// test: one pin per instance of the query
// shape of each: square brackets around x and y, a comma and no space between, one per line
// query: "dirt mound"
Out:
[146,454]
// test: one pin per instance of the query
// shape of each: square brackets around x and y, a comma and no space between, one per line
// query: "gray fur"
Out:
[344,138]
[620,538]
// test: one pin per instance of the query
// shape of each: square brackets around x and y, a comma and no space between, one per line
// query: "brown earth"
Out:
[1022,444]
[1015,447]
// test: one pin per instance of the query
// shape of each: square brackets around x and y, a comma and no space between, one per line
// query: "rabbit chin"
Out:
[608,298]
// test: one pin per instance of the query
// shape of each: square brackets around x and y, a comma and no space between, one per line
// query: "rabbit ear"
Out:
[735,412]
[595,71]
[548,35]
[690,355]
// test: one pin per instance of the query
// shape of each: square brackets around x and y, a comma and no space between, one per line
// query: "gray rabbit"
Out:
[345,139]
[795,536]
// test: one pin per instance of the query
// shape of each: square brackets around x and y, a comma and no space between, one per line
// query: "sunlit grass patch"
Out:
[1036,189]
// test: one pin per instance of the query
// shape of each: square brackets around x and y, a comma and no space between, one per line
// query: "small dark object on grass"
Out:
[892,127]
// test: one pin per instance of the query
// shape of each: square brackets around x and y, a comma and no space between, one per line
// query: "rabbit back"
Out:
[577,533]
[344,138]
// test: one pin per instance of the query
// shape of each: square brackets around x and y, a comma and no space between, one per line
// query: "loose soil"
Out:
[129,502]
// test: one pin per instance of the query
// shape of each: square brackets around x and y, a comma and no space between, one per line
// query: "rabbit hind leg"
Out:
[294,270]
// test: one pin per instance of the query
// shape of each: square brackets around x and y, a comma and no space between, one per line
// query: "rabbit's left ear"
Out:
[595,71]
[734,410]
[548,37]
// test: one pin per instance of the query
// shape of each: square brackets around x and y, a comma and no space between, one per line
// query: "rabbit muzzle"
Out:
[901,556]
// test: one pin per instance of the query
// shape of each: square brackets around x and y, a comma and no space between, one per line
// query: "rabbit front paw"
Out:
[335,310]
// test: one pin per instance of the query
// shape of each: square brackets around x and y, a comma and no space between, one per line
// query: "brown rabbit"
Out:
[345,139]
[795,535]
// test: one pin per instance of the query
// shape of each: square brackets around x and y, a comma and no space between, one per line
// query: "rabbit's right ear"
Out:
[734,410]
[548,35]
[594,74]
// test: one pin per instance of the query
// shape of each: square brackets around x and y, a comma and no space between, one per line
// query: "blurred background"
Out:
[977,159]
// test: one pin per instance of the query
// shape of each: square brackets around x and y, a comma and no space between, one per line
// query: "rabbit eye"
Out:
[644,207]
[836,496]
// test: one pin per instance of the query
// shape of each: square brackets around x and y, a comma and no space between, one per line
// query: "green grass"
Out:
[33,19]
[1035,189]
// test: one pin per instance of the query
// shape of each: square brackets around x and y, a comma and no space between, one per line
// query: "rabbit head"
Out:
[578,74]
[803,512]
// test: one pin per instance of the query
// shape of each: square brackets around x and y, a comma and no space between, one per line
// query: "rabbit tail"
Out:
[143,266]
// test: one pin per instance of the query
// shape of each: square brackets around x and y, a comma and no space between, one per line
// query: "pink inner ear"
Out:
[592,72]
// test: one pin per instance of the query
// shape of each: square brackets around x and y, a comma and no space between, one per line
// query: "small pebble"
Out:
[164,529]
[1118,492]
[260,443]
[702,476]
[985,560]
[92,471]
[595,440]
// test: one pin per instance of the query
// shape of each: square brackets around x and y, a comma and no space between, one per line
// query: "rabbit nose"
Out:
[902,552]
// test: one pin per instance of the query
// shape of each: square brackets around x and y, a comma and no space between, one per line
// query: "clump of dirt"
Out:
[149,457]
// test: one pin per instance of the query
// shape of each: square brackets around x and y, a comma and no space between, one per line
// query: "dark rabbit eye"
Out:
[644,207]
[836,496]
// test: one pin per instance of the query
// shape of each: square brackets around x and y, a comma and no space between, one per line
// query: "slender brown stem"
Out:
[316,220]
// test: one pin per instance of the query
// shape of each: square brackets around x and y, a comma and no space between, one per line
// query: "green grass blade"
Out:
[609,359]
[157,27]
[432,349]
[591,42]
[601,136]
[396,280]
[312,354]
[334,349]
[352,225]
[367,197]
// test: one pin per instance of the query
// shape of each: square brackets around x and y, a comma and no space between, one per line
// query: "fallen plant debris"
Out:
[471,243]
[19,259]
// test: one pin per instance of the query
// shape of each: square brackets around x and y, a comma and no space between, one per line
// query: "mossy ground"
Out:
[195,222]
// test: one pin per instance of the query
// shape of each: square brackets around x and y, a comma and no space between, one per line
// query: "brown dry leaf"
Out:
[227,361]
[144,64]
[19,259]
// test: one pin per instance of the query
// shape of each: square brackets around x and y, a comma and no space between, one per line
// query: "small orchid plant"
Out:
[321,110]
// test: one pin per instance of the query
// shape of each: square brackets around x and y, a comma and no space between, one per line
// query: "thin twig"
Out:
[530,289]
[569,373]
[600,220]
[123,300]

| DIRECTIVE |
Each line in the material above must be retyped without alteration.

| WRITTEN SOLUTION |
// test: one pin per instance of the query
// shape of each: square brackets around x and y, a comma and no space between, one per line
// query: "dirt mound"
Out:
[146,454]
// test: one pin per instance of the query
// shape of each: square brackets around x and y, a comma and no space between, one per line
// query: "gray fur"
Out:
[344,138]
[620,538]
// test: one pin per instance of the query
// shape of each: square brackets around x and y, a comma and no space between, one per line
// query: "brown earth"
Out:
[1022,444]
[1015,447]
// test: one pin per instance of the query
// shape of each: square brackets around x and y, a comma and no space between, one per line
// query: "rabbit chin"
Out:
[608,298]
// test: one pin per instance of the query
// shape of each: square brackets around x and y, a comma and no space between, one per line
// query: "rabbit ear"
Out:
[735,412]
[595,71]
[548,35]
[690,355]
// test: one pin per instance of the query
// shape of each: square brackets around x and y, a comma and no space between, one per line
// query: "gray rabbit"
Out:
[345,139]
[795,536]
// test: one pin per instance of the query
// shape of each: square brackets around x and y, a comma and no space between, one per line
// query: "sunlit grass patch"
Out:
[1036,189]
// test: one pin per instance of the query
// shape of each: square brackets around x and y, a comma and no space between, one per line
// query: "small dark object on grass"
Out:
[892,127]
// test: one pin per instance of the query
// shape of each: square brackets around x and y, a comma and no space between, one per line
// query: "rabbit back"
Out:
[577,533]
[344,138]
// test: one pin per instance of the query
// shape of each: square brackets around x and y, a comma and no space between, one per line
// query: "loose soil"
Out:
[129,502]
// test: one pin per instance of the query
// shape of each: square brackets around x and y, a comma and no space between, one per line
// query: "rabbit hind leg"
Out:
[294,270]
// test: one pin per instance of the query
// shape of each: square brackets around x and y, a comma and no space between, one per line
// query: "rabbit's left ear"
Out:
[595,71]
[734,410]
[548,37]
// test: one pin per instance of the query
// shape of each: square brackets around x and y, a comma and no space between, one per line
// query: "rabbit muzzle"
Out:
[901,556]
// test: one pin per instance of the query
// shape of each: square brackets around x and y, a comma and no space between, one per line
// query: "rabbit front paw"
Out:
[335,310]
// test: one pin per instance of the query
// shape of each: square brackets around x and y, a comma and no space between, one per line
// query: "brown rabbit"
Out:
[345,139]
[795,535]
// test: one pin per instance of the query
// shape of each: square brackets around x and y, a comma and no space between, one per line
// query: "rabbit's right ear"
Out:
[734,410]
[548,35]
[594,74]
// test: one pin per instance of the query
// shape of each: square brackets around x and y, a comma and no space between, one per line
// query: "blurred background"
Out:
[977,159]
// test: one pin per instance of the query
// shape of each: square brackets around x and y, a comma and no space between, one per line
// query: "rabbit eye"
Out:
[644,207]
[836,496]
// test: one pin per instance of the query
// shape of each: square brackets around x and y, a comma and no space between, one per line
// query: "green grass"
Out:
[33,19]
[1035,189]
// test: one pin per instance of the query
// shape of each: square brackets around x and y, a comma and no space between, one per line
// query: "rabbit head"
Out:
[578,74]
[803,512]
// test: one pin per instance of the query
// shape of each: square brackets around x and y, a comma and no space between, one per line
// query: "rabbit tail"
Out:
[143,266]
// test: one pin per instance of the query
// shape of each: square brackets around x and y, a comma and no space between, one per line
// query: "pink inner ear"
Out:
[592,72]
// test: one pin per instance of the query
// shape of each: square brackets around x and y, a comma and no space between, one per line
// query: "small pebble"
Out:
[164,529]
[1118,492]
[260,443]
[702,476]
[985,560]
[92,471]
[595,440]
// test: one pin per instance of the query
// shape of each: square brackets around x and y, a comma and no space between, one per line
// query: "rabbit nose"
Out:
[902,552]
// test: one pin per instance of the query
// shape of each: square brackets around x and y, a comma and no space between, one per line
// query: "clump of dirt"
Out:
[149,457]
// test: one pin per instance of the query
// shape of each: square brackets around x and y, a comma and no space between, one per line
// query: "dark rabbit eye"
Out:
[644,207]
[836,496]
// test: one pin per instance of the query
// shape of each: square brackets around x and y, a comma and no space between, one per line
// query: "slender brown stem"
Out:
[316,220]
// test: one pin per instance of the query
// shape of each: square brackets around x and y, a comma and no space between, one per line
// query: "green grass blade"
Out:
[609,359]
[157,27]
[432,349]
[591,42]
[601,136]
[396,280]
[312,354]
[334,349]
[352,225]
[367,197]
// test: one pin per instance of the query
// shape of each: square brackets around x and y, a comma and no space between, one per line
// query: "fallen plant debris"
Out:
[471,243]
[19,259]
// test: one pin per instance of the query
// shape of each: square brackets around x and y, a comma and no space between, one per line
// query: "mossy ground"
Out:
[195,222]
// test: one pin per instance of the query
// shape of each: square brackets around x and y, a comma and no space between, one per line
// query: "brown dry leaf"
Out:
[227,361]
[144,64]
[19,259]
// test: one pin per instance of the query
// shape of each: square brackets around x and y, a comma and no space between, one per line
// query: "small orchid plant"
Out:
[321,110]
// test: one pin per instance of the query
// shape of each: square brackets around x and y, a comma and no space between, one per line
// query: "thin twig"
Out:
[530,289]
[569,373]
[600,220]
[123,300]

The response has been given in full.